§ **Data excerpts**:

=== Begin Enclosure ===

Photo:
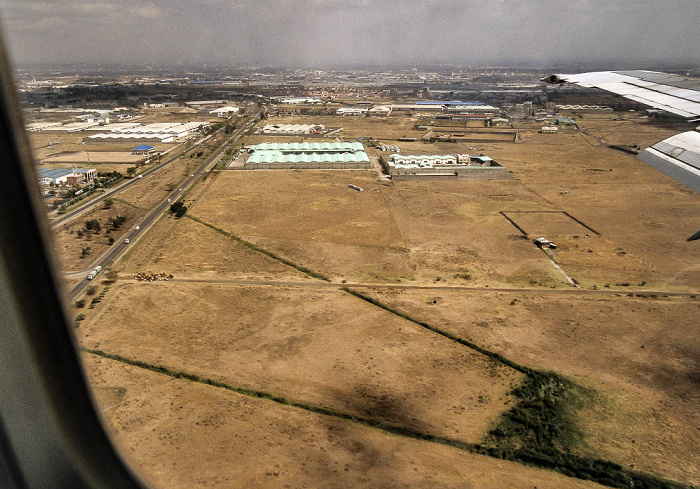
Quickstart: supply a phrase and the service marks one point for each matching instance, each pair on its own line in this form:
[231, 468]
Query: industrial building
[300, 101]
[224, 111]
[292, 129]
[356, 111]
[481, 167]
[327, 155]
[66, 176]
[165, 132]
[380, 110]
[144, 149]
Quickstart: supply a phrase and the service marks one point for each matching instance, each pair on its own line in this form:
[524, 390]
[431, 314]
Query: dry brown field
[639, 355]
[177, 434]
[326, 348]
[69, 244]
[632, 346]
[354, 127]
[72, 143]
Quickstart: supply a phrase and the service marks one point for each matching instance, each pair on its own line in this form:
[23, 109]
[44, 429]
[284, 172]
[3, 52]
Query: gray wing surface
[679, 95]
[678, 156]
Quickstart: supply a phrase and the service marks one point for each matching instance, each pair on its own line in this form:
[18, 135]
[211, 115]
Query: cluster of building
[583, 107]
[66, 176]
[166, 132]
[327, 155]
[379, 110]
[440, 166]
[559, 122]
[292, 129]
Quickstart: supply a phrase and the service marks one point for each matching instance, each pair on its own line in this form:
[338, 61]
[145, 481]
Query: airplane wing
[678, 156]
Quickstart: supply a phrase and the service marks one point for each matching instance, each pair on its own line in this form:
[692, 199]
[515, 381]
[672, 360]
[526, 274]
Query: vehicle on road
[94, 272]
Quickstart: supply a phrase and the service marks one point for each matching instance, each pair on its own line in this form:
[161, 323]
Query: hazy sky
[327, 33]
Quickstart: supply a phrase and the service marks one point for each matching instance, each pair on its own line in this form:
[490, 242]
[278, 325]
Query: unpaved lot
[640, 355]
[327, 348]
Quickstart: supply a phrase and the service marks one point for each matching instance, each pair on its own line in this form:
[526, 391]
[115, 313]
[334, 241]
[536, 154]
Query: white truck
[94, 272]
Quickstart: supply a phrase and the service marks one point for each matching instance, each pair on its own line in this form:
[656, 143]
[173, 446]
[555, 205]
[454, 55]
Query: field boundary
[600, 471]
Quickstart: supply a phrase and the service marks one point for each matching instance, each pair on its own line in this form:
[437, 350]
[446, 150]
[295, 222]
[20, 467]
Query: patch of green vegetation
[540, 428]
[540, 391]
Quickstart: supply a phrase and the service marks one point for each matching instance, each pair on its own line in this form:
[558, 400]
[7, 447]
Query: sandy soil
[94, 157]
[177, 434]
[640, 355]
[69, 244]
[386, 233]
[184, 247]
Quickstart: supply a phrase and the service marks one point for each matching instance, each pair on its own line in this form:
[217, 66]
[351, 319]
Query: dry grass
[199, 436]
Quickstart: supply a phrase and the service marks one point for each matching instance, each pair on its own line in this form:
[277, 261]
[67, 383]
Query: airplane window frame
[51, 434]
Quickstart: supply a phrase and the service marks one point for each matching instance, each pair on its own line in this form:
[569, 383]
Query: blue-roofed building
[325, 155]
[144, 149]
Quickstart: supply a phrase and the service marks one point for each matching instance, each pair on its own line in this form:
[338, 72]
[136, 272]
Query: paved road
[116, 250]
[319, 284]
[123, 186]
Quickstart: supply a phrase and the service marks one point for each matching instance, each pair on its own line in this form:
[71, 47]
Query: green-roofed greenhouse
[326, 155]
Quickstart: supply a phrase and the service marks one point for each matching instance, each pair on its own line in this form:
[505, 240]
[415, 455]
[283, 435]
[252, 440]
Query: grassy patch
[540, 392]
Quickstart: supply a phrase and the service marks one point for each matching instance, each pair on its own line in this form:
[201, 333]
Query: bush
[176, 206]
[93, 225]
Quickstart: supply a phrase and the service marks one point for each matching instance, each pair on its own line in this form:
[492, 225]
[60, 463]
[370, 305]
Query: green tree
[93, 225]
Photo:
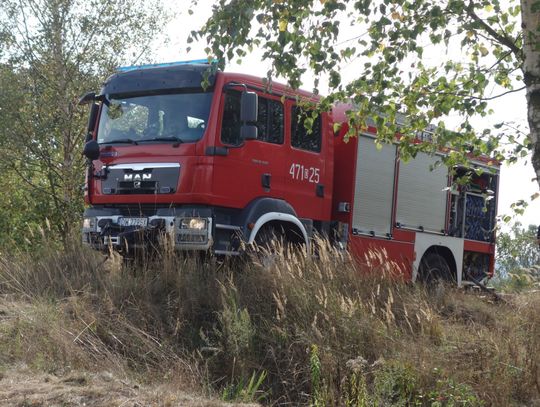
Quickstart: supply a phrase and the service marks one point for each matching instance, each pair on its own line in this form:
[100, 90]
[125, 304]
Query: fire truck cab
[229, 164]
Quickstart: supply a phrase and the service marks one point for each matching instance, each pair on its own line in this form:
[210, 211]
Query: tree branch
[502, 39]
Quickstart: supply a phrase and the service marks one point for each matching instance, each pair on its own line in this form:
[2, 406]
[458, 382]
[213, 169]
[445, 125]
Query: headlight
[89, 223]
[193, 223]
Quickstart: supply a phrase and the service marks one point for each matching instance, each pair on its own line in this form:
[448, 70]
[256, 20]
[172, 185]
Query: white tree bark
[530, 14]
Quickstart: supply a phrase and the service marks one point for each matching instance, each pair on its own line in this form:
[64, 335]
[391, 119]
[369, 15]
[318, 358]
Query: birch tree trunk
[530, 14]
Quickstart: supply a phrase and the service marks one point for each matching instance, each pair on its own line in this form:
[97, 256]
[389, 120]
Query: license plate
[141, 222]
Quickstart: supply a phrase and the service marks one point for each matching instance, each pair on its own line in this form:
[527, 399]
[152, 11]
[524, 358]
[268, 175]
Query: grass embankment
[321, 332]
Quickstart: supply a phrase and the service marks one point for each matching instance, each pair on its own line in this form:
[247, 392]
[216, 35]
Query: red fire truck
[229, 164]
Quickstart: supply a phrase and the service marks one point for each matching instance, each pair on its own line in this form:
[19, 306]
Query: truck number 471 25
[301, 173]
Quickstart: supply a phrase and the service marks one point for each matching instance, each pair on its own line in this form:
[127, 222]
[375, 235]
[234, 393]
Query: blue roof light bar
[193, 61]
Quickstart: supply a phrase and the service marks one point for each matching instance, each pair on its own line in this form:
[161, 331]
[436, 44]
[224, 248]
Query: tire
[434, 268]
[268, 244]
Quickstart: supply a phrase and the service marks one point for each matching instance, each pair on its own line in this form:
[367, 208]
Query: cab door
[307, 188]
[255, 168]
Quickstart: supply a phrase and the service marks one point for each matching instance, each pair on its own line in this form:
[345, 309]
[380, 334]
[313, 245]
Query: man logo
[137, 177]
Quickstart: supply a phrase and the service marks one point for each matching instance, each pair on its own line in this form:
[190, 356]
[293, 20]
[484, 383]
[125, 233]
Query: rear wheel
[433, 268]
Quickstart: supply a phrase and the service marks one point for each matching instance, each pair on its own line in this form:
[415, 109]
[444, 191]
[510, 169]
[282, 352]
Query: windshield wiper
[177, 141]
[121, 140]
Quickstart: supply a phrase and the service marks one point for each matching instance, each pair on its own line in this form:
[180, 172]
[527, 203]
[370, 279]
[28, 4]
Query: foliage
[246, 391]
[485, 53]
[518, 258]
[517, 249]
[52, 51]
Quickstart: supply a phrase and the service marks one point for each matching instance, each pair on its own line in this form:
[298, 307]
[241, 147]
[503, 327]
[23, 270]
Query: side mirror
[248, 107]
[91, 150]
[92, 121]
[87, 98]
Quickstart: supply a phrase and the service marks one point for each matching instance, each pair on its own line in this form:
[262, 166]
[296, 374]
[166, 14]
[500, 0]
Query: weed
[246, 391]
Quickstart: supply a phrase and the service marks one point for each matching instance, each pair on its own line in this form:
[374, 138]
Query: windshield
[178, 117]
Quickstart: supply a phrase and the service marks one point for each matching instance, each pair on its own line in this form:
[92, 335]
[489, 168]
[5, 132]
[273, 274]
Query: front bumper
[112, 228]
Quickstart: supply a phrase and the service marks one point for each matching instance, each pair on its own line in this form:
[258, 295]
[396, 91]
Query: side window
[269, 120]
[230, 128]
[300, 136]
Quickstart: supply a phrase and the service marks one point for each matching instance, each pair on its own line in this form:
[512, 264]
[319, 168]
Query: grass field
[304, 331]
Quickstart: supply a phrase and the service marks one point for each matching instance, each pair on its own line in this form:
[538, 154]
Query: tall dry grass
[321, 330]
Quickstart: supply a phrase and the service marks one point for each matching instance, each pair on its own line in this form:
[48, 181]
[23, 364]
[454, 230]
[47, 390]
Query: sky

=== End Enclosure ===

§ **What to produce**:
Write out all the entries precisely as given, omitting each image.

§ **Task output**:
Photo:
Quickstart: supply a phrase and the service marks one point for each matching instance, each pair on its own line in this form:
[231, 468]
Query: industrial building
[300, 101]
[224, 111]
[292, 129]
[356, 111]
[481, 167]
[327, 155]
[66, 176]
[165, 132]
[380, 110]
[144, 149]
Quickstart: supply a phrase and the service marks one point for each matching instance, each pair on its own line in this form:
[524, 390]
[431, 314]
Query: dry brown field
[639, 355]
[177, 434]
[326, 348]
[69, 244]
[632, 346]
[354, 127]
[72, 143]
Quickstart: supply a phrase and the service marks one point for each matching instance, each pair on its own line in this form:
[23, 109]
[44, 429]
[284, 172]
[3, 52]
Query: gray wing surface
[679, 95]
[678, 156]
Quickstart: supply a phrase and the service marks one point for each matching instance, each pair on its own line in this form:
[18, 135]
[211, 115]
Query: cluster of building
[583, 107]
[66, 176]
[166, 132]
[327, 155]
[379, 110]
[440, 166]
[559, 122]
[292, 129]
Quickstart: supply a phrase and the service marks one point for each matching instance, each pair on its own line in this form:
[338, 61]
[145, 481]
Query: airplane wing
[678, 156]
Quickstart: supply a phrase and the service marks one point for each matching instance, each pair on its own line in this form:
[692, 199]
[515, 381]
[672, 360]
[526, 274]
Query: vehicle on road
[94, 272]
Quickstart: supply a phrase and the service marks one point for each matching instance, each pair on its own line in this form:
[161, 323]
Query: hazy sky
[327, 33]
Quickstart: supply a phrase and the service marks one point for each matching instance, each pair on its own line in this form:
[490, 242]
[278, 325]
Query: unpaved lot
[640, 355]
[327, 348]
Quickstart: supply a phrase and the service marks one point for each matching instance, each pair on its own line in this form:
[526, 391]
[115, 313]
[334, 241]
[536, 154]
Query: white truck
[94, 272]
Quickstart: supply a phrase and the service marks one point for each matching instance, each pair on its own line in this form:
[656, 143]
[173, 446]
[555, 205]
[454, 55]
Query: field boundary
[600, 471]
Quickstart: supply a phrase and the service marks one point for each matching instance, each pair on its own line in this form:
[437, 350]
[446, 150]
[295, 222]
[20, 467]
Query: patch of green vegetation
[540, 428]
[540, 391]
Quickstart: supply a phrase and the service marks one point for each matching instance, each pair on its own line in this form:
[558, 400]
[7, 447]
Query: sandy soil
[94, 157]
[177, 434]
[640, 355]
[69, 244]
[386, 233]
[184, 247]
Quickstart: supply a phrase and the service marks one point for each matching instance, each pair on its own line in this form:
[217, 66]
[351, 319]
Query: dry grass
[199, 436]
Quickstart: supply a phrase and the service marks one point for each matching instance, each pair on its own line in this form:
[277, 261]
[67, 383]
Query: airplane window frame
[51, 434]
Quickstart: supply a phrase and the service marks one point for each matching instance, each pair on its own line in this form:
[569, 383]
Query: blue-roofed building
[325, 155]
[144, 149]
Quickstart: supply a phrase and the service marks one point for each matching instance, each pair on its own line in this form:
[338, 72]
[136, 272]
Query: paved road
[116, 250]
[319, 284]
[123, 186]
Quickstart: supply a phrase and the service marks one point for each matching instance, each pair on its own line in this form:
[71, 47]
Query: green-roofed greenhouse
[326, 155]
Quickstart: supply a phrase and the service marks one point for each matching instance, each pair on its own line in this form:
[505, 240]
[415, 455]
[283, 435]
[252, 440]
Query: grassy patch
[540, 392]
Quickstart: supply a phrase and the service marks one point for each matching instance, each pair on its own line in this form:
[201, 333]
Query: bush
[176, 206]
[93, 225]
Quickstart: supply a phrase and the service marks one point for each matching instance, each pair on its own line in this form:
[492, 225]
[60, 463]
[370, 305]
Query: green tree
[93, 225]
Photo:
Quickstart: supply a phrase and the service marks one point for each matching instance, each pair on its own line in this form:
[100, 90]
[125, 304]
Query: fire truck cab
[229, 164]
Quickstart: supply a phrase and the service marks one point for each matching instance, each pair on its own line in this form:
[210, 211]
Query: tree branch
[502, 39]
Quickstart: supply a phrase and the service marks one point for each matching instance, each pair on its own line in this form:
[2, 406]
[458, 382]
[213, 169]
[445, 125]
Query: headlight
[89, 223]
[193, 223]
Quickstart: supply a phrase and the service marks one point for each matching instance, each pair on its own line in this form:
[448, 70]
[256, 20]
[172, 185]
Query: white tree bark
[530, 14]
Quickstart: supply a phrase and the service marks one point for each matching instance, each pair on its own line in this form:
[64, 335]
[391, 119]
[369, 15]
[318, 358]
Query: birch tree trunk
[530, 14]
Quickstart: supply a phrase and the service marks one point for each matching instance, each pair on its own line in this form:
[97, 256]
[389, 120]
Query: license plate
[141, 222]
Quickstart: supply a phrase and the service marks one point for each matching instance, each pair on its own line in this form:
[527, 399]
[152, 11]
[524, 358]
[268, 175]
Query: grass embankment
[321, 332]
Quickstart: supply a phrase and the service marks one point for each matching instance, each pair on its own line in this form:
[247, 392]
[216, 35]
Query: red fire truck
[229, 164]
Quickstart: supply a phrase and the service marks one point for each matching instance, each pair on its own line in this form:
[19, 306]
Query: truck number 471 25
[301, 173]
Quickstart: supply a phrase and the service marks one point for each matching instance, each pair on its own line in this form:
[127, 222]
[375, 235]
[234, 393]
Query: blue roof light bar
[193, 61]
Quickstart: supply a phrase and the service marks one point for each matching instance, each pair on its own line in this form:
[161, 331]
[436, 44]
[224, 248]
Query: tire
[434, 268]
[268, 244]
Quickstart: supply a phrase and the service marks one point for each matching instance, each pair on its own line in this form:
[367, 208]
Query: cab door
[307, 188]
[255, 168]
Quickstart: supply a phrase and the service marks one point for each matching instance, each pair on its own line in this form:
[345, 309]
[380, 334]
[313, 245]
Query: man logo
[137, 177]
Quickstart: supply a phrase and the service marks one point for each matching instance, each pair on its own line in this form:
[190, 356]
[293, 20]
[484, 383]
[125, 233]
Query: rear wheel
[433, 268]
Quickstart: supply a phrase and the service marks one point for each matching instance, each pair on its own line in this form:
[415, 109]
[444, 191]
[510, 169]
[282, 352]
Query: windshield wiper
[177, 141]
[121, 140]
Quickstart: supply a phrase and the service marks one point for each matching instance, each pair on its own line in this form:
[180, 172]
[527, 203]
[370, 279]
[28, 4]
Query: foliage
[246, 391]
[485, 53]
[518, 258]
[517, 249]
[52, 51]
Quickstart: supply a phrase and the service marks one point for each matching instance, each pair on its own line in this form:
[298, 307]
[241, 147]
[503, 327]
[23, 270]
Query: side mirror
[248, 107]
[91, 150]
[92, 121]
[87, 98]
Quickstart: supply a phrase and the service marks one point for each matching instance, each pair on its own line in this form:
[262, 166]
[296, 374]
[166, 14]
[500, 0]
Query: weed
[246, 391]
Quickstart: supply a phrase and the service marks one point for each matching instance, each pair on its own line in this form:
[374, 138]
Query: windshield
[178, 117]
Quickstart: supply a phrase and the service marks one point for each matching instance, each pair on its own line in this form:
[92, 335]
[489, 168]
[5, 132]
[273, 274]
Query: front bumper
[112, 228]
Quickstart: supply a phrase and the service marks one point for each matching instance, each pair on its own line in this form:
[258, 295]
[396, 91]
Query: side window
[269, 120]
[230, 128]
[300, 136]
Quickstart: supply a phrase and the service marks one point for each matching instance, each pair on its own line in this form:
[512, 264]
[319, 168]
Query: grass field
[304, 331]
Quickstart: supply a phrase and the service marks one point for each matching instance, each pair on its own line in this form:
[538, 154]
Query: tall dry grass
[321, 330]
Quickstart: supply a phrase and the service marks one point for each matching instance, each pair on its own line in this form:
[48, 181]
[23, 364]
[454, 230]
[47, 390]
Query: sky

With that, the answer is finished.